_Set of tasks_:
[a] Check each statement against the Circlesong essay. For each, answer yes or no and quote the words of the essay that decide it: (i) The 24-hour finale took place at Grace Cathedral. (ii) The writer's husband came along to the finale. (iii) Roughly 150 people remained after the shift change.
[b] Translate this sentence from the Circlesong essay into Spanish: "It is a beautiful old building with high echoey ceilings, lots of marble and dark wood, and elaborate stained glass."
[c] From the Circlesong essay, extract the passage that runs from "It was a lively, eclectic" to "closer, tighter circle.".

## start Text section

Trauma and neglect make for a strange sense of time for adults and, most certainly, for young children. Not only because the brain areas most affected and highjacked by overwhelming experience don’t register time. But also because something about pain and emptiness seems both endless and ephemeral. Also, when events are redundant or unchanging, memory can blur it all into oblivion or doubtful existence. Much of my life seems to have had that quality, and even now, in my advancing age, I am surprised by memory, usually leading with emotion or body feeling that may not have occurred to me in 50 or 60 years of counting or wrestling with time.
I recently had the privilege of participating in a 24-hour continuous, unbroken “Circlesong,” with the legendary Bobby McFerrin. I have written a bit about Bobby before. He is, in spite of his slight (and perhaps shrinking) frame, a larger-than-life musical wonder, part man, part musical instrument. The multiplicity of sound he creates with both voice and body is awe-inspiring. The Circlesong is usually a capela call and response, mostly improvised and usually wordless, not unlike the sacred chants of many cultures. And it seems to similarly evoke altered states of consciousness. I found a few recordings on Youtube that I listened to again and again at home, and I went once to his one-hour weekly Circlesong presentation at a small venue in Berkeley. He generally shares the stage with a group of seasoned compatriots and invites brave members of the audience to come up and lead as well.
I was excited to find the announcement of his weeklong Circlesong School here in San Francisco, although a week was more than I could take on. However, the week culminated in the 24-hour “Unbroken” finale, which I thought would be a brain-changing and amazing new experience. Although I could not tempt my husband or friends to join me, I decided to go for it. It was indeed brain-changing, but not in the ways I had imagined.
The organizers recommended bringing blankets and pillows, and food, I did not imagine I would need those, being something of an aesthete by nature and definitely a struggling insomniac. But I did as I was told. And as the time approached, I found myself exploding with odd butterflies of, was it fear or excitement? Seemed like both. I was beside myself to the point that when my husband was driving me to drop me off, I wildly opened the door of our moving car to lean and call out to a friend I spotted walking down the street (who wasn’t even who I thought he was!) Scared (and baffled) the wits out of my husband, who was driving!)
The venue was the elegant and iconic Grace Cathedral, a Catholic church dating back to the 1849 California Gold Rush days, and now known for being a progressive host for many humanitarian and cultural causes. I had been there before, but not in many years, the last time being 2013 for a reading of Michael Pollan’s then-new, now-classic Cooked. He has become a trailblazer in other ways since then. It is a beautiful old building with high echoey ceilings, lots of marble and dark wood, and elaborate stained glass. Arriving early, I staked out my spot close to the front, as I always do everywhere, so that I could see and hear everything.
It was a lively, eclectic crowd of all ages, races, and types. Perhaps most of them were wearing the arm wristbands that identified them as attendees of the weeklong school event; many of them appeared to be “real” musicians and singers, unlike me. Although I grew up in a musical home and have always swum in a sea of music, and I can say there is always a song in my head, and often on my lips, I claim no formal identification. The singing began, and for a long time, my eyes closed, and my body moving, I was swept.
Around three hours in, there was a kind of “shift change.” People with children scooped up their (mostly sleeping) little ones, and many adults slipped out, including Bobby, who is not young and not well. And the others of his team gathered the remaining 150 or so of us forward so we were in a closer, tighter circle.

## end Text section
## start Data

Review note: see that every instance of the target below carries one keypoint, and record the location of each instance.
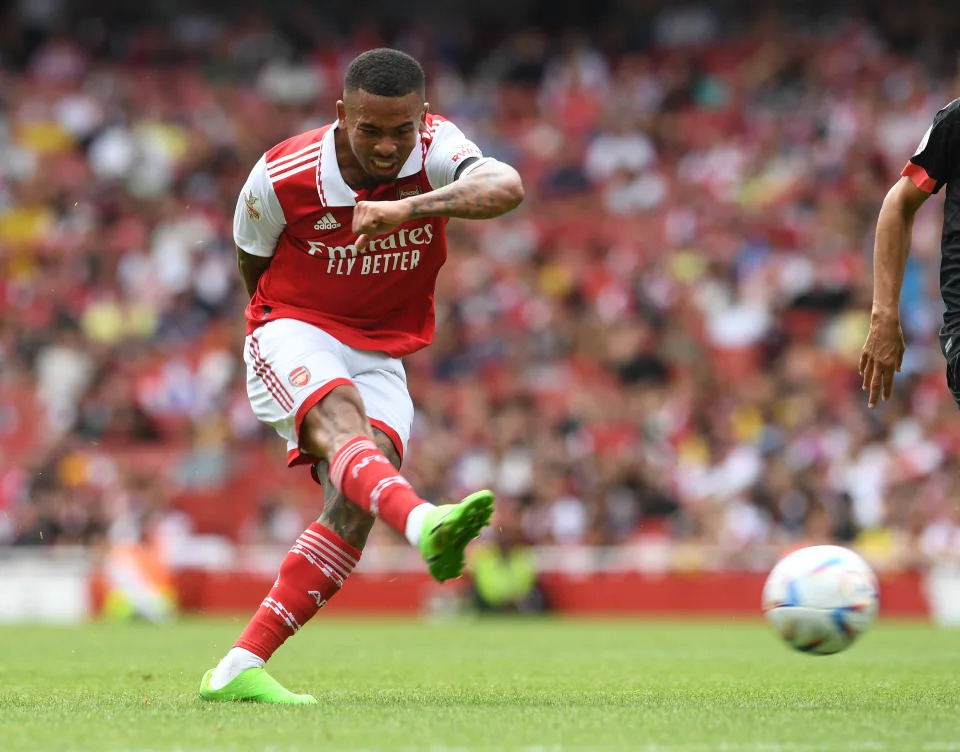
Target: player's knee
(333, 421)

## end Data
## start Data

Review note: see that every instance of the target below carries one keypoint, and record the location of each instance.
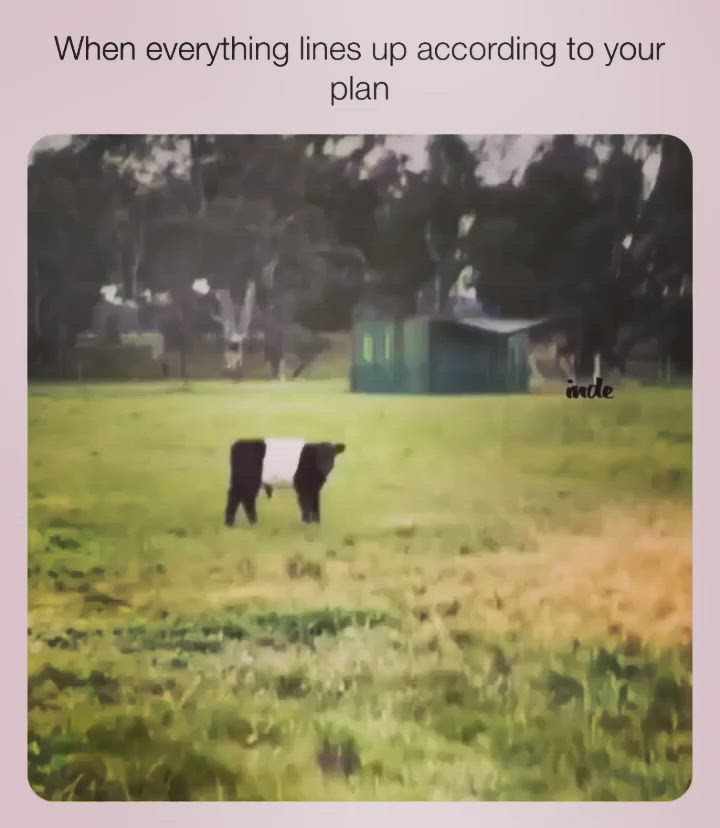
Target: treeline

## end Data
## start Data

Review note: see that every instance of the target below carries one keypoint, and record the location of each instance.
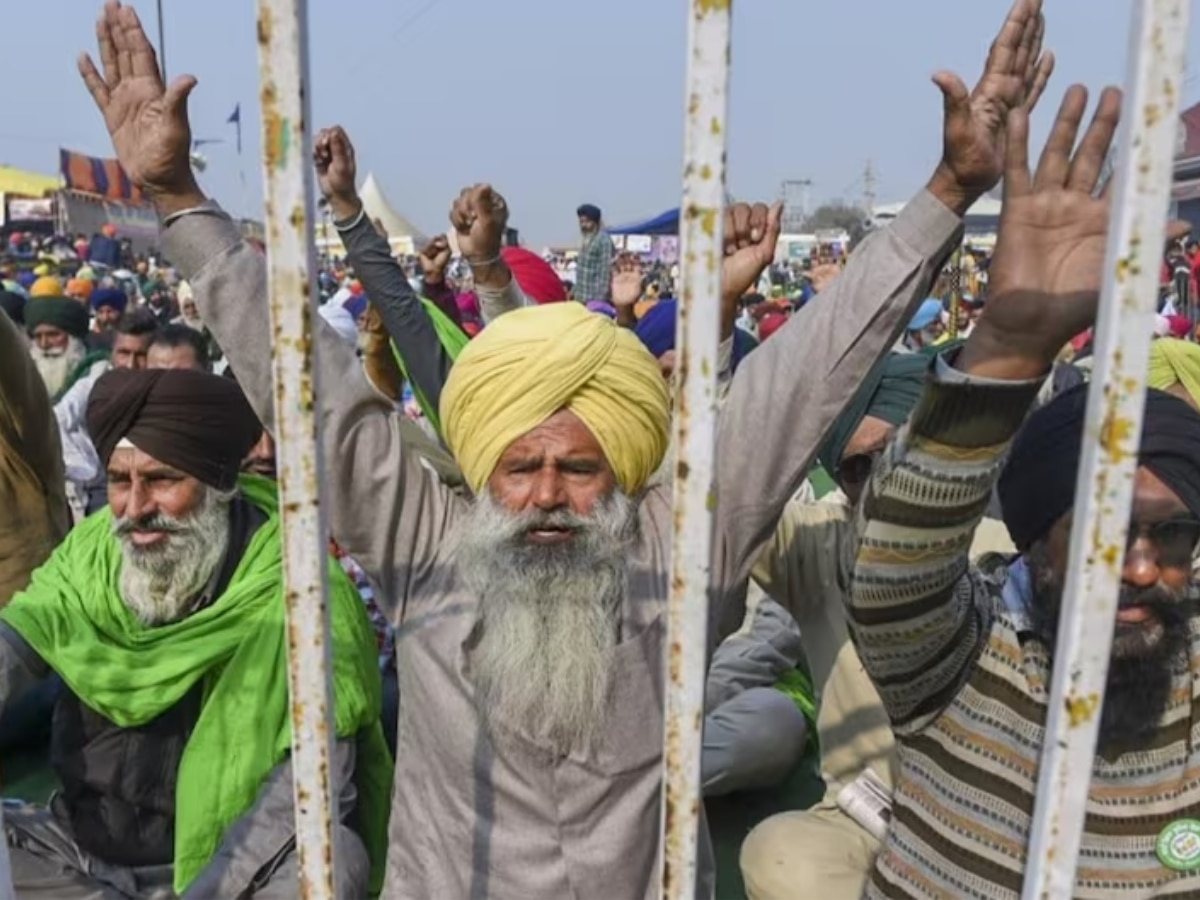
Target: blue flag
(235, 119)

## end Data

_Results of the tasks_:
[a]
(i) Yes: "The venue was the elegant and iconic Grace Cathedral"
(ii) No: "I could not tempt my husband or friends to join me"
(iii) Yes: "the remaining 150 or so of us"

[b] Es un hermoso edificio antiguo con techos altos que resuenan con eco, mucho mármol y madera oscura, y elaboradas vidrieras.

[c]
It was a lively, eclectic crowd of all ages, races, and types. Perhaps most of them were wearing the arm wristbands that identified them as attendees of the weeklong school event; many of them appeared to be “real” musicians and singers, unlike me. Although I grew up in a musical home and have always swum in a sea of music, and I can say there is always a song in my head, and often on my lips, I claim no formal identification. The singing began, and for a long time, my eyes closed, and my body moving, I was swept.
Around three hours in, there was a kind of “shift change.” People with children scooped up their (mostly sleeping) little ones, and many adults slipped out, including Bobby, who is not young and not well. And the others of his team gathered the remaining 150 or so of us forward so we were in a closer, tighter circle.